Work required »
Among the entries below, find the line with "pixel 50 45", then quote it and each following line up to and including the line with "pixel 147 122", and nothing else.

Stored data entries
<<<<

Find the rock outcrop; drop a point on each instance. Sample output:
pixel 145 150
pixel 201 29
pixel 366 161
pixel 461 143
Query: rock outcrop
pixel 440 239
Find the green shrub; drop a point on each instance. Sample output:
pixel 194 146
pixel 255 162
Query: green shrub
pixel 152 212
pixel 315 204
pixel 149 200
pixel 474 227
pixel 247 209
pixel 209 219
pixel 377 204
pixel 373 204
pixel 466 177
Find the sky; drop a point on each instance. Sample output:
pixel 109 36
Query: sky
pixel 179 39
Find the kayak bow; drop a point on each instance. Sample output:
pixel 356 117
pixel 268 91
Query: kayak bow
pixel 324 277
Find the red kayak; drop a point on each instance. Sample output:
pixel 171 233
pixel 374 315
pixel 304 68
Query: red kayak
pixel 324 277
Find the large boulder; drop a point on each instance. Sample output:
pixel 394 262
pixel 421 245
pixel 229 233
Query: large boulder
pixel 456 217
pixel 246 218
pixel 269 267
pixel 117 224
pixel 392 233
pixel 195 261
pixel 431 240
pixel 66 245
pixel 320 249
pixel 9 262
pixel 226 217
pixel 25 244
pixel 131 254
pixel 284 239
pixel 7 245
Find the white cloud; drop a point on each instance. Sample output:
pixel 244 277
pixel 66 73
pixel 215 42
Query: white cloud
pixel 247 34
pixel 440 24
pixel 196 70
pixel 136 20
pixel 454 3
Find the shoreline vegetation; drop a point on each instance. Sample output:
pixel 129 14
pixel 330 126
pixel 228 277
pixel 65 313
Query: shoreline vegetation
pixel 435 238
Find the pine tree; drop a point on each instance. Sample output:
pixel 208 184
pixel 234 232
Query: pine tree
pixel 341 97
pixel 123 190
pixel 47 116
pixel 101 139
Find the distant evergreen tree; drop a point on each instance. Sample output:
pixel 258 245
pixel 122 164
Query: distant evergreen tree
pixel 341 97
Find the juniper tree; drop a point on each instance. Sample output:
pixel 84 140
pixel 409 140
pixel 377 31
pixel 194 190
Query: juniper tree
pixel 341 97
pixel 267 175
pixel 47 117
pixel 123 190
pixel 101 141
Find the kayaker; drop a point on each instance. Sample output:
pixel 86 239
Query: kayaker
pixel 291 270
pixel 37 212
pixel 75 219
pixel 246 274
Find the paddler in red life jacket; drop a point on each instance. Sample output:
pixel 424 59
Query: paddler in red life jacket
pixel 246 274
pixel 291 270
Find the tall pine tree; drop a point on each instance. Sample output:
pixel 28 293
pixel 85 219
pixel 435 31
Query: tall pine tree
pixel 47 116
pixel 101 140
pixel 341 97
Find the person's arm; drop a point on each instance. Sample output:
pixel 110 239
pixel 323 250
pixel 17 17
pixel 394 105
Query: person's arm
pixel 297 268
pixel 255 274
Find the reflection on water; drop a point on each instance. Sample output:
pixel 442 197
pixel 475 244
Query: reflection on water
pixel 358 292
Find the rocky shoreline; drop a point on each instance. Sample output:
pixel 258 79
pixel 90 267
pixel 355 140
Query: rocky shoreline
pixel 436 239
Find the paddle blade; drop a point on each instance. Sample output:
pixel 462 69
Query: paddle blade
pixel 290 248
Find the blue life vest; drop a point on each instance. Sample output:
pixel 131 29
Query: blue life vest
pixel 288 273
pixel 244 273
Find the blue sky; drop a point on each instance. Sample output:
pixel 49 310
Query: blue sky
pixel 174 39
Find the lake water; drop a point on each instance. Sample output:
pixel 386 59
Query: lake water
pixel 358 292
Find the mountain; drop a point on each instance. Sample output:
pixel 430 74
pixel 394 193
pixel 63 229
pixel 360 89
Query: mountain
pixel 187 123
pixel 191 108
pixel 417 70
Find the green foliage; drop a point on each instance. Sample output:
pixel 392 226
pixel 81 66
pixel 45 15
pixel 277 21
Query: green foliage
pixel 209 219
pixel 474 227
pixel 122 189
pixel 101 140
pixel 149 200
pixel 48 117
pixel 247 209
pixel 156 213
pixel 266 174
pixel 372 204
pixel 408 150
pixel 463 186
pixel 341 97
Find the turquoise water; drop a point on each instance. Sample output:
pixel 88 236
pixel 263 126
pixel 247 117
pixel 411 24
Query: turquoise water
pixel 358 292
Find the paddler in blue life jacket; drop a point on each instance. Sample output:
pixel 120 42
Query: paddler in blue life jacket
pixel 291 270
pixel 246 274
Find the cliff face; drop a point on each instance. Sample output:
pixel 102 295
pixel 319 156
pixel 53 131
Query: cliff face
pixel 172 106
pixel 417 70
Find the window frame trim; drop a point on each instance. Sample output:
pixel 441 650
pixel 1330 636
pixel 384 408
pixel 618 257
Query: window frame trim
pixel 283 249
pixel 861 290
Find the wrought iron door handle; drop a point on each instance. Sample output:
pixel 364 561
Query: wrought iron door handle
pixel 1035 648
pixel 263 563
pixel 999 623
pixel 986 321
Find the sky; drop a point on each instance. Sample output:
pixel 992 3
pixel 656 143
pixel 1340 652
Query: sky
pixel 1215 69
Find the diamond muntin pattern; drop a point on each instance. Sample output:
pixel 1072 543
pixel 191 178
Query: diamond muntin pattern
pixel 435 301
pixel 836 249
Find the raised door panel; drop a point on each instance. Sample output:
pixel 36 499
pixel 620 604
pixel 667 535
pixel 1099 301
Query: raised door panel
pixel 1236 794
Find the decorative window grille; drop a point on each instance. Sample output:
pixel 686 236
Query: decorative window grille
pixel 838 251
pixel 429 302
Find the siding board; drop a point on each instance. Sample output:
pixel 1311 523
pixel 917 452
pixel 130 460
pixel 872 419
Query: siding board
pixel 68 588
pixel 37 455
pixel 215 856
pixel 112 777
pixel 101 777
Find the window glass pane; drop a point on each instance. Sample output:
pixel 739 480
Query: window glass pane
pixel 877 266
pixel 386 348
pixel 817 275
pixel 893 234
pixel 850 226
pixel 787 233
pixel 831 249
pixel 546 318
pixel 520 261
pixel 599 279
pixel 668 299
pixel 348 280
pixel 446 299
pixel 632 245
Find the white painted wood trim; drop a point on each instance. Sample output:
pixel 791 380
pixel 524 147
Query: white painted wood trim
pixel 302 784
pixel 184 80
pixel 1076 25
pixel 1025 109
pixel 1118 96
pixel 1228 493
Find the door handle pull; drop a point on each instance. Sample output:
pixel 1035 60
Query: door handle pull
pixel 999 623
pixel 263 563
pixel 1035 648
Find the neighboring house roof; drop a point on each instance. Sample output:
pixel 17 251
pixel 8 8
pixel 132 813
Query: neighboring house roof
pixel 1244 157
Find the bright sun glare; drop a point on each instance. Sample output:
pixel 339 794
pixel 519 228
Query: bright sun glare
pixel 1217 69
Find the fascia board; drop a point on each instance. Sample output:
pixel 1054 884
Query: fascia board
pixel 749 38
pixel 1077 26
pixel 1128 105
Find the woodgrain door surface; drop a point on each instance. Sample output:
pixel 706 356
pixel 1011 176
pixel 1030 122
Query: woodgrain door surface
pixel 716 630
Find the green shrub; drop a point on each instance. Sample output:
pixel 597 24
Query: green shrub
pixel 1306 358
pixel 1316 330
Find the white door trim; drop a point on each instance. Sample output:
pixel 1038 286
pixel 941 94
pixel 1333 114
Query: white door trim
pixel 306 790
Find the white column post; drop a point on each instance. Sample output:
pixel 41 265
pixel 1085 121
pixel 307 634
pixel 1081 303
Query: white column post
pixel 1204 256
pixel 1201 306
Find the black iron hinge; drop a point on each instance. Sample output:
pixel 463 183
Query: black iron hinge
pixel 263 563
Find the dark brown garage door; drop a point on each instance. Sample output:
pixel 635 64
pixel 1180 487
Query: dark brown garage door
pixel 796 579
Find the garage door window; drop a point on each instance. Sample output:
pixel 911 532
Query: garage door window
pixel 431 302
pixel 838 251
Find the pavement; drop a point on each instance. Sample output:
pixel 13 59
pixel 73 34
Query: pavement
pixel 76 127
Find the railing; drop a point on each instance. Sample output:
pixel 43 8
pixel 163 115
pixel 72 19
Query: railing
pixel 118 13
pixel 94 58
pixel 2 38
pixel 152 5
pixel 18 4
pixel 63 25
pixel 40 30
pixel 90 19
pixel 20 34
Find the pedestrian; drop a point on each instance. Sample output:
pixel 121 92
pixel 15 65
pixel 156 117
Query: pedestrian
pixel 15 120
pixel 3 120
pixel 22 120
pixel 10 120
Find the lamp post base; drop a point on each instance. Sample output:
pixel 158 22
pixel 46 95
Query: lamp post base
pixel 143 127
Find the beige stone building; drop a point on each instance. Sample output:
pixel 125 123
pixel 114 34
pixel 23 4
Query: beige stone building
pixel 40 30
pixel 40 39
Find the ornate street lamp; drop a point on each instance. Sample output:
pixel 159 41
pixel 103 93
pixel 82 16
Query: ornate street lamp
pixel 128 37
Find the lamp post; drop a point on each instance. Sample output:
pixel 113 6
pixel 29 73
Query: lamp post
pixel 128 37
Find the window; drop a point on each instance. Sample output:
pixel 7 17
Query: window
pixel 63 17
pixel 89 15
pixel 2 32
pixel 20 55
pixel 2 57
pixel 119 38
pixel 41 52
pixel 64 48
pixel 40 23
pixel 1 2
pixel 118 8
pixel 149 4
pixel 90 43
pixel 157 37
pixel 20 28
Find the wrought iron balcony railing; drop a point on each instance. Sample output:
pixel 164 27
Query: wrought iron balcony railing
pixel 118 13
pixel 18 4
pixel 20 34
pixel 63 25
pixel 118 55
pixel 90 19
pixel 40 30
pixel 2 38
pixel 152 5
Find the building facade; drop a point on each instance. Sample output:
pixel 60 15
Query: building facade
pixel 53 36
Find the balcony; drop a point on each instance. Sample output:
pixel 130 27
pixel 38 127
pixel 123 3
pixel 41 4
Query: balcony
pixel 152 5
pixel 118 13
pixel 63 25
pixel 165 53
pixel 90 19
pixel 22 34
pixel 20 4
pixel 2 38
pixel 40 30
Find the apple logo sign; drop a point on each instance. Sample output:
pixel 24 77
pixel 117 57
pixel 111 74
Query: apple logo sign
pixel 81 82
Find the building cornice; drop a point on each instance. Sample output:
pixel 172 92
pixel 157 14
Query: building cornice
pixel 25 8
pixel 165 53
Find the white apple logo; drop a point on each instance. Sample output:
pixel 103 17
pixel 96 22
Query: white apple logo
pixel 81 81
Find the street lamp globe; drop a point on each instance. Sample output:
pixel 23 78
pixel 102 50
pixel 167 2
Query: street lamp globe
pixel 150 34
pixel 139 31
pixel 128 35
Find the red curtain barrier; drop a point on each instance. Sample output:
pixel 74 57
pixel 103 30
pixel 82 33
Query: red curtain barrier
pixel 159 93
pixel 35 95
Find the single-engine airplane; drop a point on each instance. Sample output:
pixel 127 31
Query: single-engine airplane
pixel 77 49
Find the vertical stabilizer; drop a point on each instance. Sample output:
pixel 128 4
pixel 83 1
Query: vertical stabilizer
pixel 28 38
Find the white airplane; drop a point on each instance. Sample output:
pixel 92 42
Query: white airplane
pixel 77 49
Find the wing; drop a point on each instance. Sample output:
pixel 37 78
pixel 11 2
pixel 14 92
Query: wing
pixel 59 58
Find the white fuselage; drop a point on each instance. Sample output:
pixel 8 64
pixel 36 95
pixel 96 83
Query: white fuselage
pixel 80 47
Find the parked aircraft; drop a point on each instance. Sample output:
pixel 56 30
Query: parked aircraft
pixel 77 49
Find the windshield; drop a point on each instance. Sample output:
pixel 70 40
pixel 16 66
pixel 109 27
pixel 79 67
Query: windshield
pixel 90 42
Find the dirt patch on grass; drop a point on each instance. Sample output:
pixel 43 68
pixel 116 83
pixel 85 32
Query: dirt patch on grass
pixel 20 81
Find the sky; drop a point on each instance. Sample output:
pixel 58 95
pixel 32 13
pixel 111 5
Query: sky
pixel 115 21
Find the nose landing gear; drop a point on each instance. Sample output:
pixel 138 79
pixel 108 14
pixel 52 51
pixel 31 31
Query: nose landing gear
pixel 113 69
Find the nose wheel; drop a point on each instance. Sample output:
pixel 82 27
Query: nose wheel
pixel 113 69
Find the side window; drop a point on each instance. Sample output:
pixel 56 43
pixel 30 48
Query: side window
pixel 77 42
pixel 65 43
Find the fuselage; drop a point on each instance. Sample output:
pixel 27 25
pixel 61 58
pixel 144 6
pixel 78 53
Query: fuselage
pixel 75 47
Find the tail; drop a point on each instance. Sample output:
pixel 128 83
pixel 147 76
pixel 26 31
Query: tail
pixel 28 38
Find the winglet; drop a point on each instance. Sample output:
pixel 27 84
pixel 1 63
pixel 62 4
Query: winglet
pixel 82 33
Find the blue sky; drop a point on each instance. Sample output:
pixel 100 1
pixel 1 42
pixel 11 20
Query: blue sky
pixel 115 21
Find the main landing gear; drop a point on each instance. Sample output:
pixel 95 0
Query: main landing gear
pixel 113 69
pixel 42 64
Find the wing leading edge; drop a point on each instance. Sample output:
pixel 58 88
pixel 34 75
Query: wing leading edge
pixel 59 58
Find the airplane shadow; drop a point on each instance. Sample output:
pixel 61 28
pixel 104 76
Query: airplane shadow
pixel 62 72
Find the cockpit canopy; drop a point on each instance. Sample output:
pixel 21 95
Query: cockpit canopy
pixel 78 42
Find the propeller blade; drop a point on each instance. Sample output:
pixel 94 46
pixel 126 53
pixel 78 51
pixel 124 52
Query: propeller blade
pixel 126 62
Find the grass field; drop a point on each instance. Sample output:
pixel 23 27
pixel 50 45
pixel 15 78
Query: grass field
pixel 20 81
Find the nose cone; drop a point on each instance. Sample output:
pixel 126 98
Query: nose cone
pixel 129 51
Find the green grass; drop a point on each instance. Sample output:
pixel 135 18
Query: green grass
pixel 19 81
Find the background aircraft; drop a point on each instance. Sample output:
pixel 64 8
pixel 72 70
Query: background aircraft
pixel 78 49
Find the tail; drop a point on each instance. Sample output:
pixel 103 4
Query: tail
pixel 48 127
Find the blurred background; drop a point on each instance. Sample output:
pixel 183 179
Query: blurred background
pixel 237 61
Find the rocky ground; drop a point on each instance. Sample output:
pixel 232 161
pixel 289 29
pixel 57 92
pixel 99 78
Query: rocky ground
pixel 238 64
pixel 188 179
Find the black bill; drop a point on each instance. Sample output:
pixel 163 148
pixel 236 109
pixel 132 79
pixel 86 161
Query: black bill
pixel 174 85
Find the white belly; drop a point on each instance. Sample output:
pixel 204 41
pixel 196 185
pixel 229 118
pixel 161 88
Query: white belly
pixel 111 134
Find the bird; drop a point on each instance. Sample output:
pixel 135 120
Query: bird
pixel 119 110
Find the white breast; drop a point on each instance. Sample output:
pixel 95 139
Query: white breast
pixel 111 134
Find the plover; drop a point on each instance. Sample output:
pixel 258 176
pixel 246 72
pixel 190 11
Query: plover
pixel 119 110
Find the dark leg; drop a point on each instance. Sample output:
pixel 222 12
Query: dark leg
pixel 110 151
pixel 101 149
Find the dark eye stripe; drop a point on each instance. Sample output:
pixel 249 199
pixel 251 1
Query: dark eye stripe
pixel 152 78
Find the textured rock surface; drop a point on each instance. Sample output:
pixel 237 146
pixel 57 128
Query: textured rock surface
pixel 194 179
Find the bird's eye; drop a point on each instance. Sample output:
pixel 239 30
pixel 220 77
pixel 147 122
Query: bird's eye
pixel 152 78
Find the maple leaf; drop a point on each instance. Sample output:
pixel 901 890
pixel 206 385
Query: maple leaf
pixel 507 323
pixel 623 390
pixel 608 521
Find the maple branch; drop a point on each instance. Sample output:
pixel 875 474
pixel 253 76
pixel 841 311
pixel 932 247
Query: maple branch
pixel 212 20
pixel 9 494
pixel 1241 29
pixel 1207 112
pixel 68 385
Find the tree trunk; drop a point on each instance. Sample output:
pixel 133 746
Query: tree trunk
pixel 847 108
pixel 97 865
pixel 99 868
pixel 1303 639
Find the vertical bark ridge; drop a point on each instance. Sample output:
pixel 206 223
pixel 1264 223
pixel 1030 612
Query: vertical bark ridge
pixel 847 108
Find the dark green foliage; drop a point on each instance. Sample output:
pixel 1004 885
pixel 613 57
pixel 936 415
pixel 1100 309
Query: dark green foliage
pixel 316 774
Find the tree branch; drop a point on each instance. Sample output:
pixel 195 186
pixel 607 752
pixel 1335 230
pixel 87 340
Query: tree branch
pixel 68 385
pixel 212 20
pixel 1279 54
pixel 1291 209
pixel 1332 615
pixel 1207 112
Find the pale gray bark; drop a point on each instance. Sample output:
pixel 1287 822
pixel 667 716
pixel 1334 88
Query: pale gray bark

>>>>

Answer to this exercise »
pixel 50 45
pixel 15 78
Query: grass field
pixel 20 81
Find the nose cone; drop a point on each instance. Sample output:
pixel 126 98
Query: nose cone
pixel 129 51
Find the green grass; drop a point on each instance. Sample output:
pixel 135 18
Query: green grass
pixel 19 81
Find the background aircraft; drop a point on each instance. Sample output:
pixel 64 8
pixel 72 70
Query: background aircraft
pixel 78 49
Find the tail; drop a point on each instance. Sample output:
pixel 103 4
Query: tail
pixel 48 127
Find the blurred background; drop a point on each instance. Sample output:
pixel 183 179
Query: blurred background
pixel 237 61
Find the rocky ground; drop a point on each instance. Sample output:
pixel 232 161
pixel 289 29
pixel 57 92
pixel 99 78
Query: rocky ground
pixel 238 64
pixel 188 179
Find the black bill; drop a point on each instance. Sample output:
pixel 163 148
pixel 236 109
pixel 132 79
pixel 86 161
Query: black bill
pixel 174 85
Find the white belly; drop a point on each instance. Sample output:
pixel 204 41
pixel 196 185
pixel 229 118
pixel 161 88
Query: white belly
pixel 111 134
Find the bird; drop a point on each instance. Sample output:
pixel 135 120
Query: bird
pixel 119 110
Find the white breast; drop a point on each instance. Sample output:
pixel 95 139
Query: white breast
pixel 111 134
Find the plover; drop a point on each instance. Sample output:
pixel 258 176
pixel 246 72
pixel 190 11
Query: plover
pixel 119 110
Find the dark leg; drop a point on each instance. Sample output:
pixel 222 12
Query: dark leg
pixel 110 151
pixel 101 149
Find the dark eye stripe; drop a point on each instance. Sample output:
pixel 249 199
pixel 251 1
Query: dark eye stripe
pixel 152 78
Find the textured rock surface; drop a point on each instance. Sample output:
pixel 237 146
pixel 57 128
Query: textured rock surface
pixel 194 179
Find the bird's eye; drop a point on each instance. Sample output:
pixel 239 30
pixel 220 77
pixel 147 122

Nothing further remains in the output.